» **The request**:
Could you copy out the data from the line with "Look at the photo above. Which pixel sits on the river" to the line with "pixel 1356 179", swapping "gazebo" for "tent" and keeping everything else the same?

Records in a dataset:

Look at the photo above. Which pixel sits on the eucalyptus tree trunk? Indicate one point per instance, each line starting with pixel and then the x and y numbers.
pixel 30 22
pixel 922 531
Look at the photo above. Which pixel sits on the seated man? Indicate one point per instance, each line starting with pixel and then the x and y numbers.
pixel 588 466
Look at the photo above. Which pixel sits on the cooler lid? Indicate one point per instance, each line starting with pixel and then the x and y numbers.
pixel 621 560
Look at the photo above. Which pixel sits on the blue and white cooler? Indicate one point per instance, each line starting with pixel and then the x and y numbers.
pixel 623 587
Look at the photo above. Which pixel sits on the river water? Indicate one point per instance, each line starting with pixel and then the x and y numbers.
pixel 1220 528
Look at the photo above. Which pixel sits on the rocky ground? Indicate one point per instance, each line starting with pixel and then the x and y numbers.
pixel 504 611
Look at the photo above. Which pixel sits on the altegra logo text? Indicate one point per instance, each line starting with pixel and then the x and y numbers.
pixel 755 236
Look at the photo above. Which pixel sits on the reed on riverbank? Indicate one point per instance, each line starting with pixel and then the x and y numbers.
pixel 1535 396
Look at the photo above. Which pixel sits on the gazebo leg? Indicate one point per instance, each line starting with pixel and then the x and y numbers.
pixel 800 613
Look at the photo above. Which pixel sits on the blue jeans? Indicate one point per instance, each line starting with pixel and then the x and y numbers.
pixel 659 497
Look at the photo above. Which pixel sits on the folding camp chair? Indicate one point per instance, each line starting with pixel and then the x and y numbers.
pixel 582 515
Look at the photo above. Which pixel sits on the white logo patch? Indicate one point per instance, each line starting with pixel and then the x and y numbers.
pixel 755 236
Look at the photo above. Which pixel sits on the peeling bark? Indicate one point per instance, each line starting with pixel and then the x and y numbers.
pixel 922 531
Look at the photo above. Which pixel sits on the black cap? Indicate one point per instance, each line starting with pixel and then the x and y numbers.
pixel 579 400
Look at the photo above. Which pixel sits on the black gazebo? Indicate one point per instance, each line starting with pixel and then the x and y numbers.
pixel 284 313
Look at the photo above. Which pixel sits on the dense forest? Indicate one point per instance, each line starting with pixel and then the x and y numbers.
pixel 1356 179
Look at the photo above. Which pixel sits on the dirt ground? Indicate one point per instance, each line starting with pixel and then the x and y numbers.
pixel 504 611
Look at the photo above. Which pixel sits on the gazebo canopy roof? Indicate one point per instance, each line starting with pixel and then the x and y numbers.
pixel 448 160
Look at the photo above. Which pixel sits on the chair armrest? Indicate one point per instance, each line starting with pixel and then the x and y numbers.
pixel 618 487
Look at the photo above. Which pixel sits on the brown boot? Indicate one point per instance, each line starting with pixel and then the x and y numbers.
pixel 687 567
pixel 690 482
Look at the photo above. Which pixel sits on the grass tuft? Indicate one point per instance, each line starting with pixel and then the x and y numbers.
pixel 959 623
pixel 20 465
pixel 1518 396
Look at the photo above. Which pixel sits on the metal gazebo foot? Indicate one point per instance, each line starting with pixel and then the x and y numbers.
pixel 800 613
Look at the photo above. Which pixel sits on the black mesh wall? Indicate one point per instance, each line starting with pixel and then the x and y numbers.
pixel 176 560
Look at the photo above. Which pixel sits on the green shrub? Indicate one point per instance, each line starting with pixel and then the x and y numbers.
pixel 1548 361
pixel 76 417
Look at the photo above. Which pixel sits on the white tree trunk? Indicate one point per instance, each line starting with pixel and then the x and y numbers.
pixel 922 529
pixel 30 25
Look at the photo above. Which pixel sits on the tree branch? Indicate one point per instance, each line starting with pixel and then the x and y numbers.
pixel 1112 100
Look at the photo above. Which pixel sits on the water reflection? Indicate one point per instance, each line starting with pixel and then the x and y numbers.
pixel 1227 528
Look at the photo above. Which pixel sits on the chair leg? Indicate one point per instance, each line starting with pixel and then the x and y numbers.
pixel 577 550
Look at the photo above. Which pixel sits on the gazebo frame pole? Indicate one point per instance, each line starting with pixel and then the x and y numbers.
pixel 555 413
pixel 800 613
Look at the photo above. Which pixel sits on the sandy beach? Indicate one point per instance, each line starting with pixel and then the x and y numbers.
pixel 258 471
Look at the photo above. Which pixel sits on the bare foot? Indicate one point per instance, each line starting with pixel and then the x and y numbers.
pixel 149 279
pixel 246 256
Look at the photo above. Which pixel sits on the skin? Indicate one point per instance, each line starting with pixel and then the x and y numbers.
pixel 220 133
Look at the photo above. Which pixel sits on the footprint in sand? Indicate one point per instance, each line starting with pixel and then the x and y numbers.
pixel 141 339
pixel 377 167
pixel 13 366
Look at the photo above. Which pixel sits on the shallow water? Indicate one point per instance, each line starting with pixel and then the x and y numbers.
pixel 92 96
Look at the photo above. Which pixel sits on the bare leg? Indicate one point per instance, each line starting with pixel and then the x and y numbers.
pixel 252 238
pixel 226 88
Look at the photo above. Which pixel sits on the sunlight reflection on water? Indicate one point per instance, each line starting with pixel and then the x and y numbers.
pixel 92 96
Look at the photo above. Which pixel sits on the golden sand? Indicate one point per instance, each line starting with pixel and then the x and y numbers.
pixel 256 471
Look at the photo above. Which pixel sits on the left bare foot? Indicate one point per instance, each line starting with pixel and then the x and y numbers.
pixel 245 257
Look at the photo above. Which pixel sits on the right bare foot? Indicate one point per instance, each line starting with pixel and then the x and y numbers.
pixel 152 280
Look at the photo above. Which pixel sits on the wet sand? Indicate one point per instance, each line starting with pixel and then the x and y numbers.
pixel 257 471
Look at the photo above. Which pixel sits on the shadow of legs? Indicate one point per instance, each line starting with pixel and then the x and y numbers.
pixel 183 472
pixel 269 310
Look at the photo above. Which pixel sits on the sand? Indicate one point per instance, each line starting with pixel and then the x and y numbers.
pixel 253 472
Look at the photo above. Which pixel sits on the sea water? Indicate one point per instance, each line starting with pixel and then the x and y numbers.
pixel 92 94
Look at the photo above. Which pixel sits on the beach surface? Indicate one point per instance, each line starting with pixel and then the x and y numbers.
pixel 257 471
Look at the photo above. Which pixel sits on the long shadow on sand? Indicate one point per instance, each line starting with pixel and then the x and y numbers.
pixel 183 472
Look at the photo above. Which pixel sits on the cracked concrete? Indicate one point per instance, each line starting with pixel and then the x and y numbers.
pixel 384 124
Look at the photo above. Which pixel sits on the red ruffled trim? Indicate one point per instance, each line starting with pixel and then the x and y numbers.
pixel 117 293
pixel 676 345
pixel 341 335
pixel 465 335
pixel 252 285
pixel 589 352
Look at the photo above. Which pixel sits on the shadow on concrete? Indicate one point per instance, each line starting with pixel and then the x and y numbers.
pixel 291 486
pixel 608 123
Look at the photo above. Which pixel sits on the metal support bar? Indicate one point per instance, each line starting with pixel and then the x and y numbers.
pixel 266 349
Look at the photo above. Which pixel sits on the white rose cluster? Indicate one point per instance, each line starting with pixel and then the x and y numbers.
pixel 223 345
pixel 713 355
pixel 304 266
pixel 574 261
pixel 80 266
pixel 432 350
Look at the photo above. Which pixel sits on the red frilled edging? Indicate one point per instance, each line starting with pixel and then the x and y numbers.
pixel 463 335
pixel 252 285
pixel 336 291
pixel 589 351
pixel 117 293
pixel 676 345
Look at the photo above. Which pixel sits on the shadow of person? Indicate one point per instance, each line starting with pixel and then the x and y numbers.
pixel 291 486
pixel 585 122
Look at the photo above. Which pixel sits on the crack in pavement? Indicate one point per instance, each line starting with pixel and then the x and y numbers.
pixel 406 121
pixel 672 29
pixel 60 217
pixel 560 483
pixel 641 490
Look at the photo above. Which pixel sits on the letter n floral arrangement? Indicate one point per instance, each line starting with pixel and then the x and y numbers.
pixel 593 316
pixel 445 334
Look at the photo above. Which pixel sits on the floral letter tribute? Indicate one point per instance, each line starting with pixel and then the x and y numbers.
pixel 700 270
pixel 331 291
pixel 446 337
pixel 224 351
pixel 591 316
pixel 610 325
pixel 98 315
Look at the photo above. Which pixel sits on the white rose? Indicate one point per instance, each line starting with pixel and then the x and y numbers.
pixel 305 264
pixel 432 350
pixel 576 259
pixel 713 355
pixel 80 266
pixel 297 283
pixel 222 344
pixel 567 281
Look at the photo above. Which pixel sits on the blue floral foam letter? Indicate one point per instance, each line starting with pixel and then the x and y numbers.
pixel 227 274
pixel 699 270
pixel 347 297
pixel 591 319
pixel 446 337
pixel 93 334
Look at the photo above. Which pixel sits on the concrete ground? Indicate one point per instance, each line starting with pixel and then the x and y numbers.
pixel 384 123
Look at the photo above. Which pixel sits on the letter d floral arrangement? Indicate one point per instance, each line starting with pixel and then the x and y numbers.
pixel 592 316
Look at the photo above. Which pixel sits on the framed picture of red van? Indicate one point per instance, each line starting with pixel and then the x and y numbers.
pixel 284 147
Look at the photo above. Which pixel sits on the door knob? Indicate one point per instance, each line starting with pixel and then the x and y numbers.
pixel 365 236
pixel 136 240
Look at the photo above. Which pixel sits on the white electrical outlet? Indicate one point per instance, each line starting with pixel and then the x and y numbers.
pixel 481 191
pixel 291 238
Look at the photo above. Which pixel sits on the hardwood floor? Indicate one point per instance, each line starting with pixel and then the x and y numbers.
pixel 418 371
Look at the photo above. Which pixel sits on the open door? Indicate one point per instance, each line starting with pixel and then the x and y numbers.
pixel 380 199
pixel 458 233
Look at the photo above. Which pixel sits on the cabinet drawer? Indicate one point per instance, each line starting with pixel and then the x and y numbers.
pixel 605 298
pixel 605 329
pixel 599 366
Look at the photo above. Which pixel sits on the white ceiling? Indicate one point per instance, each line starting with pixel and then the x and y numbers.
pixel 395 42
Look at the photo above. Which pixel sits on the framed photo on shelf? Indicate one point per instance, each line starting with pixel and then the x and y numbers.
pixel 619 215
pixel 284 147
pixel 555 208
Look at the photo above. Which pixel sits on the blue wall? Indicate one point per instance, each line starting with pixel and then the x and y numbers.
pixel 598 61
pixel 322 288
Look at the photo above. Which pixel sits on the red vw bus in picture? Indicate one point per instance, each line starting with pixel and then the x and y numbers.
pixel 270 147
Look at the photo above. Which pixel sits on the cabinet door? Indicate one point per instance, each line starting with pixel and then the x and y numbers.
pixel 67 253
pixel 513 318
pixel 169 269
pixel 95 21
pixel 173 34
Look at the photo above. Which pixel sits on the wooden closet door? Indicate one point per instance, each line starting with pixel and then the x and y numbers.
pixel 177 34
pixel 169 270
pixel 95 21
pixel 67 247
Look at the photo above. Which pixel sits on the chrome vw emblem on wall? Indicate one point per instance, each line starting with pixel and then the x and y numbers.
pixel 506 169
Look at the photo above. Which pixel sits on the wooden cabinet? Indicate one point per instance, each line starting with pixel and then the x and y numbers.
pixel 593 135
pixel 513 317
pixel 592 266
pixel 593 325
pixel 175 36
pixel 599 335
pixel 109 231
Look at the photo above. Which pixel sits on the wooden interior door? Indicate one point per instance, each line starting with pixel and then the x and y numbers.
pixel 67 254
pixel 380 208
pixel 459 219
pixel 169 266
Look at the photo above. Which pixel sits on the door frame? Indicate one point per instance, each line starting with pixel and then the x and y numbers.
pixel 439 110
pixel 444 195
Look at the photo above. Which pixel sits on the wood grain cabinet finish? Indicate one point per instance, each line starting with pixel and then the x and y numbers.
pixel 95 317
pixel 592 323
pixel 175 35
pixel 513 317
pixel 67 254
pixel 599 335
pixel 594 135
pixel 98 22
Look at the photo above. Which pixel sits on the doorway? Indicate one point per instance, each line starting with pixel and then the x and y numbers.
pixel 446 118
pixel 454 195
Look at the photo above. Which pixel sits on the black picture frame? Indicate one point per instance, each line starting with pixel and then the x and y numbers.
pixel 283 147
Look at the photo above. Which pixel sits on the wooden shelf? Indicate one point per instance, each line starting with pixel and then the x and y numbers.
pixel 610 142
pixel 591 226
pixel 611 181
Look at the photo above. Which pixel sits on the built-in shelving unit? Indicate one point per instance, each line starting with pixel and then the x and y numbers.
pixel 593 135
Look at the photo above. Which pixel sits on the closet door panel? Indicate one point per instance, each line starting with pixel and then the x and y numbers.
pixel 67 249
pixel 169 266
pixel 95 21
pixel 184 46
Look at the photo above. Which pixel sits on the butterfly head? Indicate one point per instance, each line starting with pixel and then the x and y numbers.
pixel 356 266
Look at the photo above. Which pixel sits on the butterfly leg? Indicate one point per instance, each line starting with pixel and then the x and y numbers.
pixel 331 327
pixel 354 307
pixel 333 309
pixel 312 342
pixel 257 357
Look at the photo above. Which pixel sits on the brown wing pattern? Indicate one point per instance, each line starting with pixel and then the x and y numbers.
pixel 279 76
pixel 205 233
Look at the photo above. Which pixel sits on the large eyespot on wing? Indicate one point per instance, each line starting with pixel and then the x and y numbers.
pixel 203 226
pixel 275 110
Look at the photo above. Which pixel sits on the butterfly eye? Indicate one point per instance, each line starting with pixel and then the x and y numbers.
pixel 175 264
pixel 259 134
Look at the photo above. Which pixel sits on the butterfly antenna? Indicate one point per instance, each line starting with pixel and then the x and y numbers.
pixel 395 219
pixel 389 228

» **Full solution**:
Look at the photo above. Which pixel sits on the river water? Indicate one point per instance, each line starting with pixel and then the x and y numbers.
pixel 1220 528
Look at the photo above. Which pixel sits on the rocky ground? Indicate one point per instance, each line starting with pixel and then the x and y numbers.
pixel 504 611
Look at the photo above. Which pixel sits on the altegra logo text? Indicate one point per instance, each line starting with pixel and then the x and y numbers.
pixel 755 236
Look at the photo above. Which pixel sits on the reed on riverbank? Indicate one point per instance, each line starting with pixel and then the x and y numbers.
pixel 1535 396
Look at the photo above. Which pixel sits on the tent leg? Indicate one point per instance, each line starting with pixel and then the x and y numbers.
pixel 800 613
Look at the photo above. Which pixel sits on the blue jeans? Indicate one point per instance, each line starting with pixel and then the x and y numbers.
pixel 659 497
Look at the photo above. Which pixel sits on the folding camp chair? Indicate one point per instance, each line starting with pixel and then the x and y numbers.
pixel 582 515
Look at the photo above. Which pixel sits on the white logo patch? Indicate one point per instance, each line starting with pixel and then the x and y numbers.
pixel 755 236
Look at the photo above. Which pixel sits on the peeling bark? Indicate one point per instance, each line starting with pixel and then the x and y numbers.
pixel 922 531
Look at the photo above. Which pixel sits on the black cap? Indicate one point per instance, each line starting with pixel and then the x and y numbers.
pixel 579 400
Look at the photo above. Which pixel sits on the black tent? Indicate one point per instance, each line starting with pixel and then the x and y numbers.
pixel 284 313
Look at the photo above. Which pixel sits on the dense forest? Indicate one point per instance, each line starting with pixel and then the x and y numbers.
pixel 1356 179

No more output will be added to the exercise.